Task
Present each line of the data below as a Markdown table with two columns, Row and Entry. Number the rows in order and omit blank lines.

|---|

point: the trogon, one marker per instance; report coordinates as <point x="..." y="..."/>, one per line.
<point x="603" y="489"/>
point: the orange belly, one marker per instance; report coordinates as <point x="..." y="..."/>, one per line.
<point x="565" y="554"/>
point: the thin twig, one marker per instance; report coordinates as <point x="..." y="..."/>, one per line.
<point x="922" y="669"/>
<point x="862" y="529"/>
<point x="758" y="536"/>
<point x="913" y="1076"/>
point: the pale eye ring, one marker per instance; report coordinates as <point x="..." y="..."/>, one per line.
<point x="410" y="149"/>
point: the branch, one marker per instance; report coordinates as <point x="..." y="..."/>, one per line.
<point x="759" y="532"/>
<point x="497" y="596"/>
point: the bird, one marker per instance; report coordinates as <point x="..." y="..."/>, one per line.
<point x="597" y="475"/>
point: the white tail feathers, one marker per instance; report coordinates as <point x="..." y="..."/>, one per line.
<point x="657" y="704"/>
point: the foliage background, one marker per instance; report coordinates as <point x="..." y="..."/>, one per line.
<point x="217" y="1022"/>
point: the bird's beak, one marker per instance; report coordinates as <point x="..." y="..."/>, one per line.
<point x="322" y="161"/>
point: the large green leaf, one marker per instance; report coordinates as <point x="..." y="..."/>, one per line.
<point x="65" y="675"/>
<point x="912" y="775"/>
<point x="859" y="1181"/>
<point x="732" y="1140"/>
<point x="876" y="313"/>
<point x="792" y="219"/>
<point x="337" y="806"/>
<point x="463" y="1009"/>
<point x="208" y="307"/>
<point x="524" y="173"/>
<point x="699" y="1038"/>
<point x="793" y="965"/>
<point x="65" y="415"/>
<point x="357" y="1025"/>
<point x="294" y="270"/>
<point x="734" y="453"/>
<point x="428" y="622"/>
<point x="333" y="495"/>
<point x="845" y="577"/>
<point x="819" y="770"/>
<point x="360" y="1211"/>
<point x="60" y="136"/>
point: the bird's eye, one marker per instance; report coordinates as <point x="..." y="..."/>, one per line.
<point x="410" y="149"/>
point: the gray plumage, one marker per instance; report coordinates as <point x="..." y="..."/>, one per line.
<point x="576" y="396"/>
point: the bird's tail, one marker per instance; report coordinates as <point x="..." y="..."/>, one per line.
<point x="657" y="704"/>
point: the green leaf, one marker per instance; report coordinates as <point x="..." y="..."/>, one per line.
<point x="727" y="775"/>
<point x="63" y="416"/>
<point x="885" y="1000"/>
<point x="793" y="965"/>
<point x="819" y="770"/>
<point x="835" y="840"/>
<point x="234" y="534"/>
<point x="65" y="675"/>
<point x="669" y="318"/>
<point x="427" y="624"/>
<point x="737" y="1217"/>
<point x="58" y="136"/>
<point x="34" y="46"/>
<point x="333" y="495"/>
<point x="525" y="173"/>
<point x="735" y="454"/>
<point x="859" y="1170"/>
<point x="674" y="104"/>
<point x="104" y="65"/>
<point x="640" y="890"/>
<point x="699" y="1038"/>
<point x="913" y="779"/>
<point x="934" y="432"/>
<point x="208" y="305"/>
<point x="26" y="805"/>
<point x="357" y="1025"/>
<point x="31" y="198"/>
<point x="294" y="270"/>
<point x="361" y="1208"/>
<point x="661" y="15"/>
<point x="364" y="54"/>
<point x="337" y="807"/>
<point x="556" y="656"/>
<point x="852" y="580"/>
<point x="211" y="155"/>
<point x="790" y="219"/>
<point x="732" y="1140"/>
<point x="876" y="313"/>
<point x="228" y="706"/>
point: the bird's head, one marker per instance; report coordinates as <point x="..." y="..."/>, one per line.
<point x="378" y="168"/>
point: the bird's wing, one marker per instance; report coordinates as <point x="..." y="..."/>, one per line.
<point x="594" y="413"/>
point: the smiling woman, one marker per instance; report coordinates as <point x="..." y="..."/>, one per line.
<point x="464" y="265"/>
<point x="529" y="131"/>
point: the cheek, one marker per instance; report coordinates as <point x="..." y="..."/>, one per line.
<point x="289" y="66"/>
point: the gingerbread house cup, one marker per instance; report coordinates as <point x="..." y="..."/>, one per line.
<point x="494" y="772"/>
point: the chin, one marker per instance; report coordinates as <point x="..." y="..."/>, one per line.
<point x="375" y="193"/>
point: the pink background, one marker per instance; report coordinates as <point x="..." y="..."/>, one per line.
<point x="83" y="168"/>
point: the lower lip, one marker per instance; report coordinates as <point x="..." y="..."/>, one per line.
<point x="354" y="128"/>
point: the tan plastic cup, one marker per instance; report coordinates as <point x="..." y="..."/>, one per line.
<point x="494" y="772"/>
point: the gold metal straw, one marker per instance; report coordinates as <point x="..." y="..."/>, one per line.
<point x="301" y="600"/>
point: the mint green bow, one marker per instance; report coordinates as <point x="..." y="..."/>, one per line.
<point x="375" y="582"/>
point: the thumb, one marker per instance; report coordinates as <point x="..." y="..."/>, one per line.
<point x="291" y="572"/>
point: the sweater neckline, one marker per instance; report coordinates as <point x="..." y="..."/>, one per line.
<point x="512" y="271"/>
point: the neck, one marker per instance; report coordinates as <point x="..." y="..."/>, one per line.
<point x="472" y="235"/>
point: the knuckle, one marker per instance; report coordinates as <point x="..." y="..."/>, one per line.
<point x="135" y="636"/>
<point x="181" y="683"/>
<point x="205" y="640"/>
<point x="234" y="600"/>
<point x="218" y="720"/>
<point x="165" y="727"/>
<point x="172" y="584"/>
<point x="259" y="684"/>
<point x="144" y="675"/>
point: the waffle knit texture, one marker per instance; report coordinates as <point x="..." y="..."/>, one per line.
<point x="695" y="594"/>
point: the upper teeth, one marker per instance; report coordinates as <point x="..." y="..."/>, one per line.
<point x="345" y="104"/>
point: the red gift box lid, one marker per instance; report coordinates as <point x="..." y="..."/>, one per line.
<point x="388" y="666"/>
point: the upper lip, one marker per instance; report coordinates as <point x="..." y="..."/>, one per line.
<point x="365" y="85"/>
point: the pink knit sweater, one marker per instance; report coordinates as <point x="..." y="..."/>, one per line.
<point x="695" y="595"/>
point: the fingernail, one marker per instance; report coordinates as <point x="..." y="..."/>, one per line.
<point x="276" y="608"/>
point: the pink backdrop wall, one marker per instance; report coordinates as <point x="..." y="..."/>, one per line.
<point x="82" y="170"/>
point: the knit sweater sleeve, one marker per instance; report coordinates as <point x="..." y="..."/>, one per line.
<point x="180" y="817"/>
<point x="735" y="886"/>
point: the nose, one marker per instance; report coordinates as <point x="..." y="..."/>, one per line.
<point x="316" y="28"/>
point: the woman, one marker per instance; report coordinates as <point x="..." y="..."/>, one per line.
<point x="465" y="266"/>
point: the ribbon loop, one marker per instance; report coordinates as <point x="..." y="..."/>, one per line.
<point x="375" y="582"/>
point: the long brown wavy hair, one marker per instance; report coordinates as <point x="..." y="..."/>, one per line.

|---|

Answer to the task
| Row | Entry |
|---|---|
| 1 | point: the trogon, one marker per instance; report coordinates as <point x="..." y="..."/>, one per line. |
| 2 | <point x="603" y="489"/> |
| 3 | point: the orange belly, one marker per instance; report coordinates as <point x="..." y="..."/>, one per line. |
| 4 | <point x="565" y="554"/> |
| 5 | point: the thin twig, one marker per instance; report coordinates as <point x="..." y="..."/>, one per line. |
| 6 | <point x="922" y="669"/> |
| 7 | <point x="862" y="529"/> |
| 8 | <point x="758" y="536"/> |
| 9 | <point x="913" y="1076"/> |
| 10 | point: the pale eye ring, one marker per instance; report coordinates as <point x="..." y="..."/>, one per line. |
| 11 | <point x="410" y="149"/> |
| 12 | point: the branch, one marker per instance; report coordinates as <point x="..." y="..."/>, one per line. |
| 13 | <point x="759" y="532"/> |
| 14 | <point x="497" y="596"/> |
| 15 | point: the bird, one marker per instance; report coordinates as <point x="..." y="..."/>, one per line. |
| 16 | <point x="597" y="475"/> |
| 17 | point: the white tail feathers, one marker per instance; report coordinates as <point x="..." y="..."/>, one per line. |
| 18 | <point x="657" y="704"/> |
| 19 | point: the foliage background, one marker per instance; report coordinates as <point x="..." y="..."/>, one per line. |
| 20 | <point x="217" y="1022"/> |
| 21 | point: the bird's beak, one marker per instance; report coordinates as <point x="..." y="..."/>, one per line. |
| 22 | <point x="322" y="161"/> |
| 23 | point: the large green leaf, one marker per instance; report coordinates as <point x="..." y="..."/>, one per line. |
| 24 | <point x="65" y="675"/> |
| 25 | <point x="912" y="775"/> |
| 26 | <point x="859" y="1181"/> |
| 27 | <point x="732" y="1140"/> |
| 28 | <point x="876" y="313"/> |
| 29 | <point x="792" y="219"/> |
| 30 | <point x="337" y="806"/> |
| 31 | <point x="463" y="1009"/> |
| 32 | <point x="208" y="307"/> |
| 33 | <point x="524" y="173"/> |
| 34 | <point x="699" y="1038"/> |
| 35 | <point x="793" y="965"/> |
| 36 | <point x="65" y="415"/> |
| 37 | <point x="357" y="1025"/> |
| 38 | <point x="294" y="270"/> |
| 39 | <point x="734" y="453"/> |
| 40 | <point x="428" y="622"/> |
| 41 | <point x="333" y="495"/> |
| 42 | <point x="845" y="577"/> |
| 43 | <point x="819" y="770"/> |
| 44 | <point x="360" y="1211"/> |
| 45 | <point x="60" y="136"/> |
| 46 | point: the bird's eye, one marker per instance; report coordinates as <point x="..." y="..."/>, one per line. |
| 47 | <point x="410" y="149"/> |
| 48 | point: the gray plumage, one marker per instance; report coordinates as <point x="..." y="..."/>, one per line. |
| 49 | <point x="576" y="396"/> |
| 50 | point: the bird's tail, one marker per instance; report coordinates as <point x="..." y="..."/>, one per line. |
| 51 | <point x="657" y="704"/> |
| 52 | point: the green leaf, one marker per instance; report coordinates as <point x="..." y="..."/>, one per line. |
| 53 | <point x="727" y="775"/> |
| 54 | <point x="63" y="416"/> |
| 55 | <point x="885" y="1000"/> |
| 56 | <point x="793" y="965"/> |
| 57 | <point x="819" y="770"/> |
| 58 | <point x="835" y="840"/> |
| 59 | <point x="234" y="534"/> |
| 60 | <point x="65" y="675"/> |
| 61 | <point x="669" y="318"/> |
| 62 | <point x="427" y="624"/> |
| 63 | <point x="737" y="1217"/> |
| 64 | <point x="58" y="136"/> |
| 65 | <point x="34" y="46"/> |
| 66 | <point x="333" y="495"/> |
| 67 | <point x="525" y="173"/> |
| 68 | <point x="735" y="454"/> |
| 69 | <point x="859" y="1170"/> |
| 70 | <point x="674" y="104"/> |
| 71 | <point x="104" y="65"/> |
| 72 | <point x="640" y="890"/> |
| 73 | <point x="699" y="1038"/> |
| 74 | <point x="913" y="779"/> |
| 75 | <point x="934" y="432"/> |
| 76 | <point x="208" y="305"/> |
| 77 | <point x="26" y="805"/> |
| 78 | <point x="357" y="1025"/> |
| 79 | <point x="31" y="198"/> |
| 80 | <point x="294" y="270"/> |
| 81 | <point x="361" y="1208"/> |
| 82 | <point x="661" y="15"/> |
| 83 | <point x="364" y="54"/> |
| 84 | <point x="337" y="807"/> |
| 85 | <point x="556" y="656"/> |
| 86 | <point x="852" y="580"/> |
| 87 | <point x="211" y="155"/> |
| 88 | <point x="790" y="219"/> |
| 89 | <point x="732" y="1140"/> |
| 90 | <point x="876" y="313"/> |
| 91 | <point x="228" y="706"/> |
| 92 | point: the bird's head, one marker per instance; report coordinates as <point x="..." y="..."/>, one per line. |
| 93 | <point x="378" y="168"/> |
| 94 | point: the bird's wing, one marker per instance; report coordinates as <point x="..." y="..."/>, one per line. |
| 95 | <point x="594" y="413"/> |
| 96 | point: the smiling woman, one marker per instance; report coordinates as <point x="..." y="..."/>, one per line. |
| 97 | <point x="464" y="265"/> |
| 98 | <point x="529" y="131"/> |
| 99 | point: the cheek, one marker per instance; report coordinates as <point x="..." y="..."/>, one per line. |
| 100 | <point x="289" y="66"/> |
| 101 | point: the gingerbread house cup, one marker per instance; report coordinates as <point x="..." y="..."/>, one per line. |
| 102 | <point x="494" y="772"/> |
| 103 | point: the chin, one marker per instance; report coordinates as <point x="..." y="..."/>, one per line. |
| 104 | <point x="375" y="193"/> |
| 105 | point: the pink background, one marker per instance; report coordinates as <point x="..." y="..."/>, one per line. |
| 106 | <point x="83" y="168"/> |
| 107 | point: the lower lip, one marker per instance; report coordinates as <point x="..." y="..."/>, one per line. |
| 108 | <point x="354" y="128"/> |
| 109 | point: the tan plastic cup, one marker per instance; report coordinates as <point x="..." y="..."/>, one per line. |
| 110 | <point x="494" y="772"/> |
| 111 | point: the gold metal straw, one marker per instance; report coordinates as <point x="..." y="..."/>, one per line. |
| 112 | <point x="301" y="600"/> |
| 113 | point: the mint green bow, one marker per instance; report coordinates as <point x="..." y="..."/>, one per line. |
| 114 | <point x="375" y="582"/> |
| 115 | point: the thumb, one marker per instance; report coordinates as <point x="..." y="..."/>, one per line. |
| 116 | <point x="291" y="572"/> |
| 117 | point: the sweater neckline, one marker per instance; report coordinates as <point x="..." y="..."/>, one per line. |
| 118 | <point x="512" y="271"/> |
| 119 | point: the neck, one marker per instance; report coordinates as <point x="..." y="..."/>, one per line. |
| 120 | <point x="472" y="235"/> |
| 121 | point: the knuckle, one marker per instance; report coordinates as <point x="..." y="..."/>, one per line. |
| 122 | <point x="135" y="636"/> |
| 123 | <point x="181" y="683"/> |
| 124 | <point x="205" y="640"/> |
| 125 | <point x="234" y="600"/> |
| 126 | <point x="218" y="720"/> |
| 127 | <point x="165" y="727"/> |
| 128 | <point x="172" y="584"/> |
| 129 | <point x="259" y="684"/> |
| 130 | <point x="144" y="675"/> |
| 131 | point: the waffle knit texture, one marker per instance; report coordinates as <point x="..." y="..."/>, one per line. |
| 132 | <point x="695" y="594"/> |
| 133 | point: the upper teeth, one marker per instance; report coordinates as <point x="..." y="..."/>, one per line. |
| 134 | <point x="345" y="104"/> |
| 135 | point: the red gift box lid, one marker per instance; report coordinates as <point x="..." y="..."/>, one per line. |
| 136 | <point x="388" y="666"/> |
| 137 | point: the upper lip, one marker per instance; report coordinates as <point x="..." y="..."/>, one per line. |
| 138 | <point x="365" y="85"/> |
| 139 | point: the pink knit sweater, one marker per instance; report coordinates as <point x="..." y="..."/>, one per line. |
| 140 | <point x="695" y="595"/> |
| 141 | point: the fingernail, one marker per instance; report coordinates as <point x="..." y="..."/>, one per line. |
| 142 | <point x="276" y="608"/> |
| 143 | point: the pink backdrop wall, one marker per instance; report coordinates as <point x="..." y="..."/>, one per line. |
| 144 | <point x="82" y="170"/> |
| 145 | point: the knit sweater sleeve, one marker per instance; report coordinates as <point x="..." y="..."/>, one per line. |
| 146 | <point x="180" y="817"/> |
| 147 | <point x="735" y="886"/> |
| 148 | point: the nose, one marker per instance; report coordinates as <point x="..." y="..."/>, one per line. |
| 149 | <point x="316" y="28"/> |
| 150 | point: the woman, one marker per instance; report coordinates as <point x="..." y="..."/>, one per line. |
| 151 | <point x="465" y="266"/> |
| 152 | point: the ribbon loop, one marker per instance; report coordinates as <point x="..." y="..."/>, one per line. |
| 153 | <point x="375" y="582"/> |
| 154 | point: the long brown wavy hair, one marker per instance; report coordinates as <point x="..." y="..."/>, one per line. |